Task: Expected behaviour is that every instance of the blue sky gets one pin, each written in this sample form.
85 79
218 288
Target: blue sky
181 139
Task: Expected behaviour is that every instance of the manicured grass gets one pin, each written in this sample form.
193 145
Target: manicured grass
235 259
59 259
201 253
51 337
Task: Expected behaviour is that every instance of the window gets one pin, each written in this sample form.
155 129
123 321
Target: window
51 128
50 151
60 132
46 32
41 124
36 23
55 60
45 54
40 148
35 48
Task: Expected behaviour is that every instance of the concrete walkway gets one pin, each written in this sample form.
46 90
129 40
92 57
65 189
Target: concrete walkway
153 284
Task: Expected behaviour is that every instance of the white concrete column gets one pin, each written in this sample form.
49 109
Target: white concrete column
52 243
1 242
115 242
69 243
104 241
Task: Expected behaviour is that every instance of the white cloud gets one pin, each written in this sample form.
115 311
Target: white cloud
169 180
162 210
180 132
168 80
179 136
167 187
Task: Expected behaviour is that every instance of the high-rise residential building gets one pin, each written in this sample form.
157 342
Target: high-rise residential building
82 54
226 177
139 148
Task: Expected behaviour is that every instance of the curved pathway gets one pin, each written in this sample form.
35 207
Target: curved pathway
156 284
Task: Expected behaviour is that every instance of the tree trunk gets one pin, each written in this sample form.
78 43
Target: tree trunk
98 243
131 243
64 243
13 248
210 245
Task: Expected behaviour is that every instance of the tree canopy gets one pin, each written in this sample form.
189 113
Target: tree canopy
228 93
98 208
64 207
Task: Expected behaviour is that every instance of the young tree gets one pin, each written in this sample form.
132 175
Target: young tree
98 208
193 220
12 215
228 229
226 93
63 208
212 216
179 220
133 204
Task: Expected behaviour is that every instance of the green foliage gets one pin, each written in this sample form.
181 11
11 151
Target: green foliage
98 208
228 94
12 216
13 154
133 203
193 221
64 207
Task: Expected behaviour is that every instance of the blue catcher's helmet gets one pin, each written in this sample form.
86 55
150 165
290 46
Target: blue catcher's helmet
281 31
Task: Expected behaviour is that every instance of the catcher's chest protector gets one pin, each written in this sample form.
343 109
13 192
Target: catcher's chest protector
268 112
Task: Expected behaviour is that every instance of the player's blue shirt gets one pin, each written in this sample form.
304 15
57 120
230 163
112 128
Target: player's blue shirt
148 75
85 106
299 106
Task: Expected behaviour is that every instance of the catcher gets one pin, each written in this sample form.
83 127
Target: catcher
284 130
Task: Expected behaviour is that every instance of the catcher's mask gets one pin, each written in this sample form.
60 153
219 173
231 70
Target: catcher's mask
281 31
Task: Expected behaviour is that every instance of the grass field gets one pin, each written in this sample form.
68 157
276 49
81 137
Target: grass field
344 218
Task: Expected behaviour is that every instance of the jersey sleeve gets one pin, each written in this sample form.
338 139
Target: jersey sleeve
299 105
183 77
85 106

- - -

• [What the task requires] Rewrite the material from the line with "Task: Expected behaviour is that every instance of the jersey" through the end of the material, both ends included, requests and all. Multiply only the pin coordinates in the answers by 1.45 and round each to a whole number, halves up, leaving the numbers in the requests and their format samples unchanged.

• [Reply to the task]
Task: Expected behaviour is that every instance of the jersey sleeve gets one pin, each written in this sample form.
338 139
Target: jersey sleeve
434 152
265 112
123 154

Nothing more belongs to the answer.